# Task instructions
Retype the lines below, from the one containing "Mark each instance of the cloud" through the last line, with no changes.

# Data for this task
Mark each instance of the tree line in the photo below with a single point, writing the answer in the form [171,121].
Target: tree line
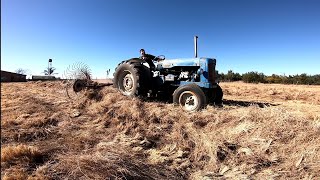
[257,77]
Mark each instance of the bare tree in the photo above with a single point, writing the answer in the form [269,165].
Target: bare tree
[49,71]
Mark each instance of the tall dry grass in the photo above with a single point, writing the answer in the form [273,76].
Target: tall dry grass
[116,137]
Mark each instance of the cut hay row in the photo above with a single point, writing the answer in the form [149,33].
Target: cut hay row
[46,136]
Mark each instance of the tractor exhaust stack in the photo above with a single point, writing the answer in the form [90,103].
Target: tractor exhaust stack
[195,46]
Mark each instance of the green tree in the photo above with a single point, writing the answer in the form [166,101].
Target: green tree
[253,77]
[49,71]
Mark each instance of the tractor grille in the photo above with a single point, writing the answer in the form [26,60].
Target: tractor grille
[211,72]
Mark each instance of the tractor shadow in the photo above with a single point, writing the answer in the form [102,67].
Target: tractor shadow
[247,103]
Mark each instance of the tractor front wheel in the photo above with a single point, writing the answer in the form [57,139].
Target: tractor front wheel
[190,97]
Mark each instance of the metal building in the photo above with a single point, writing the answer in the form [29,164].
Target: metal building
[12,77]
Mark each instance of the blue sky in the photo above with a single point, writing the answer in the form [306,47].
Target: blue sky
[269,36]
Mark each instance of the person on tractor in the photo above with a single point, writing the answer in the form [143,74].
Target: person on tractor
[148,58]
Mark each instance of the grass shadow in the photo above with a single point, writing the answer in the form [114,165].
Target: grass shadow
[247,103]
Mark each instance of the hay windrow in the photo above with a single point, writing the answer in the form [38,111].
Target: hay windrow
[261,132]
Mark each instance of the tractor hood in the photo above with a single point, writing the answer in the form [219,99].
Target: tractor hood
[183,62]
[178,62]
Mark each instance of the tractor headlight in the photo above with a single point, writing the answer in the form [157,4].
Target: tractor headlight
[200,71]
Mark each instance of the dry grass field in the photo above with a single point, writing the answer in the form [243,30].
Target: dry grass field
[262,132]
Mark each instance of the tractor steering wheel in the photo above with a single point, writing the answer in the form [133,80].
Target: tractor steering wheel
[160,58]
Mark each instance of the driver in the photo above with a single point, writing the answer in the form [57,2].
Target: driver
[148,58]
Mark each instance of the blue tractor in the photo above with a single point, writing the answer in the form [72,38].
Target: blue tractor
[192,83]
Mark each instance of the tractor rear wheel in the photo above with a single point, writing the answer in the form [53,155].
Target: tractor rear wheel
[190,97]
[127,79]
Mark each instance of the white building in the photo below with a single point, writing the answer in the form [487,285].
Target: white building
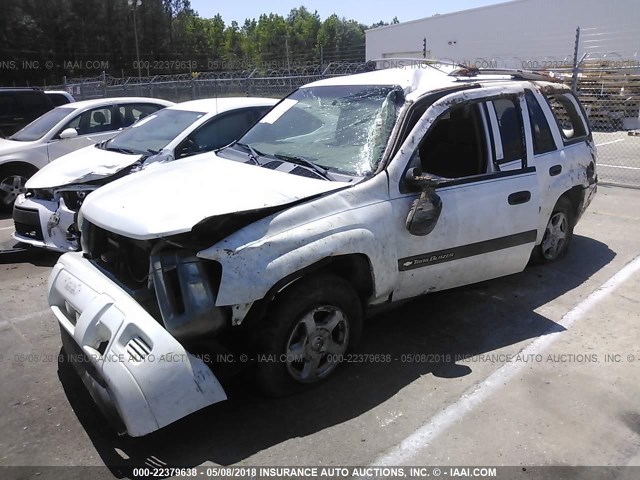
[518,34]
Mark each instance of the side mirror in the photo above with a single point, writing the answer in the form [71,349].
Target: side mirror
[425,210]
[68,133]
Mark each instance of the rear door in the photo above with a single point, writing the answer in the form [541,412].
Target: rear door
[487,225]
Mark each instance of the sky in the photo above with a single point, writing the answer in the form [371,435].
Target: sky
[366,12]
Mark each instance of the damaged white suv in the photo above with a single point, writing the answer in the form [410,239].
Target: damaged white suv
[352,192]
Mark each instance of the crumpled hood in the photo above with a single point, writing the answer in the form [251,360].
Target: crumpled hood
[175,196]
[83,165]
[10,146]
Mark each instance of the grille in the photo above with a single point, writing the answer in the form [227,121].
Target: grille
[124,258]
[137,349]
[27,223]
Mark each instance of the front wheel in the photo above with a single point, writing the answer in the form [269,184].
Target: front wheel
[557,235]
[307,333]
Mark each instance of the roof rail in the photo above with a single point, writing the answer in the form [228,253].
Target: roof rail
[391,62]
[516,74]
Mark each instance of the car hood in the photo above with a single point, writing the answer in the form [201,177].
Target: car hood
[10,146]
[81,166]
[173,197]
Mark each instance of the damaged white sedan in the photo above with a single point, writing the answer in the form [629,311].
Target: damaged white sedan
[45,216]
[352,192]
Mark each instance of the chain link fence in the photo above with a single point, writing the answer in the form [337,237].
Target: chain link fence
[609,93]
[196,85]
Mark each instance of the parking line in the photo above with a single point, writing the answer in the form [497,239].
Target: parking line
[608,143]
[618,166]
[427,433]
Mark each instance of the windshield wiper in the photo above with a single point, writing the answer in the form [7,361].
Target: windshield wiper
[253,153]
[323,172]
[120,150]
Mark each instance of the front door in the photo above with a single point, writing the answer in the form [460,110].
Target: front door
[488,223]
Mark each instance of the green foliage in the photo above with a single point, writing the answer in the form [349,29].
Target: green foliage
[72,32]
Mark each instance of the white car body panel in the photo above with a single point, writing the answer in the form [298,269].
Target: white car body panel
[73,171]
[150,388]
[83,165]
[203,179]
[40,152]
[319,220]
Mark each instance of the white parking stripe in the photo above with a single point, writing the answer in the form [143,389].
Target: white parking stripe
[608,143]
[618,166]
[407,450]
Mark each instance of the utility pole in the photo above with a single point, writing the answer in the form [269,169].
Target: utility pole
[574,79]
[134,4]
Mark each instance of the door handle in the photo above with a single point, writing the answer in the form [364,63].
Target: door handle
[518,198]
[555,170]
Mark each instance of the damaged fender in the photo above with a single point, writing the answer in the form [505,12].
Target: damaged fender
[334,225]
[129,363]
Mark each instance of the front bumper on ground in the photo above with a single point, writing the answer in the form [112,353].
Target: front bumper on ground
[44,224]
[136,370]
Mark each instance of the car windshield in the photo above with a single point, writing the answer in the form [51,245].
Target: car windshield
[41,125]
[344,128]
[154,132]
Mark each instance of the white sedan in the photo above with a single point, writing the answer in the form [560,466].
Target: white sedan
[63,130]
[46,215]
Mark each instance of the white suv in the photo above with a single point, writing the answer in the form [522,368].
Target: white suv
[63,130]
[352,192]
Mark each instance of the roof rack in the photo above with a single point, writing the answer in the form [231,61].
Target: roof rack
[516,74]
[389,62]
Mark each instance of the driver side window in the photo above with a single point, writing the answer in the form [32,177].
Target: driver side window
[92,121]
[455,145]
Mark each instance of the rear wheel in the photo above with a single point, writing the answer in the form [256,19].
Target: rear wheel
[307,332]
[558,233]
[12,184]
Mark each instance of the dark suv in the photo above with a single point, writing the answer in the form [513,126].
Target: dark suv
[19,107]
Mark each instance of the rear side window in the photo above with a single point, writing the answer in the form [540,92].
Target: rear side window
[510,129]
[542,137]
[566,113]
[8,105]
[223,130]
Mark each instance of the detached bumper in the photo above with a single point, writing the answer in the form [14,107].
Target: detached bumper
[138,374]
[44,224]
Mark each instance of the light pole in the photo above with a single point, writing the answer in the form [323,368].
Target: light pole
[135,4]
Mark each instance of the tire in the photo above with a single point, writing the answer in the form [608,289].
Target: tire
[308,329]
[558,234]
[12,183]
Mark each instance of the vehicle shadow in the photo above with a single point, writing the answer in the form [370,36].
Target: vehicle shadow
[459,323]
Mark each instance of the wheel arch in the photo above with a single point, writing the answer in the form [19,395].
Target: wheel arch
[355,268]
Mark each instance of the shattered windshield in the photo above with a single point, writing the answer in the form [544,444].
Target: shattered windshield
[41,126]
[154,132]
[345,128]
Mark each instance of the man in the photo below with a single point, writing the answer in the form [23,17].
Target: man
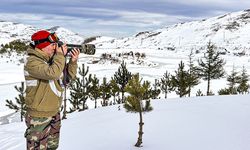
[44,71]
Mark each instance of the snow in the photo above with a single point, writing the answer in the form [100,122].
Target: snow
[196,123]
[207,123]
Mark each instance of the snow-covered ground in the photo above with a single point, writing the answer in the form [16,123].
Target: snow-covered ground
[197,123]
[207,123]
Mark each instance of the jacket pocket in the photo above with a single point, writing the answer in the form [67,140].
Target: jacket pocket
[51,99]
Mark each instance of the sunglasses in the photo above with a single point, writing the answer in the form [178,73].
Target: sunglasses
[53,38]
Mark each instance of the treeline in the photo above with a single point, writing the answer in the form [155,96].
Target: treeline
[113,91]
[16,45]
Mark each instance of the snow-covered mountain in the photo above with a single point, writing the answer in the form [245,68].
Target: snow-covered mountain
[10,31]
[229,32]
[197,123]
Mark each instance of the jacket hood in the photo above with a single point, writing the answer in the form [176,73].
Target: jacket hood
[39,53]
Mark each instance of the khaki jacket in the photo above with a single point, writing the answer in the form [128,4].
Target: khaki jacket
[44,90]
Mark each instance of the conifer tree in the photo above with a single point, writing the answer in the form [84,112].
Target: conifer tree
[155,91]
[94,90]
[166,84]
[199,93]
[114,90]
[193,75]
[243,82]
[80,89]
[134,102]
[233,79]
[105,92]
[20,102]
[180,81]
[211,67]
[122,76]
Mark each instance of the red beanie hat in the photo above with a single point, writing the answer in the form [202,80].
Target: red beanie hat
[43,34]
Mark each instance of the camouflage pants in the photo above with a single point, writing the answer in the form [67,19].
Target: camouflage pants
[42,133]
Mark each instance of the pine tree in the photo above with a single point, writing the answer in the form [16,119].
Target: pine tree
[134,102]
[212,66]
[122,76]
[199,93]
[80,90]
[114,90]
[20,102]
[193,75]
[180,81]
[233,79]
[94,90]
[166,84]
[243,82]
[105,92]
[155,91]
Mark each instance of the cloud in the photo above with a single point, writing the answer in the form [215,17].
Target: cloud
[113,18]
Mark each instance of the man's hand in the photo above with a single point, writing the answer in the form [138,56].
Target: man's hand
[75,54]
[63,49]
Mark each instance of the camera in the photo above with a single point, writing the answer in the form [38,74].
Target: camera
[88,49]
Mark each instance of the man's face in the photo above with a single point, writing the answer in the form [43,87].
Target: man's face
[49,50]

# Correct output
Mark each instance of the cloud in the photo above with a single point, writing the answer in the form [215,17].
Target: cloud
[113,18]
Mark each instance of the man's hand in the photo above with a single point, writing the answer in the form [138,56].
Target: man's hand
[75,54]
[63,49]
Mark each instance of the camera in the photo above with a single point, writing the answer in the form [38,74].
Target: camera
[88,49]
Mark each instance of the man's face in the photo above with a single point, writing the answer in the form [43,87].
Target: man's face
[49,50]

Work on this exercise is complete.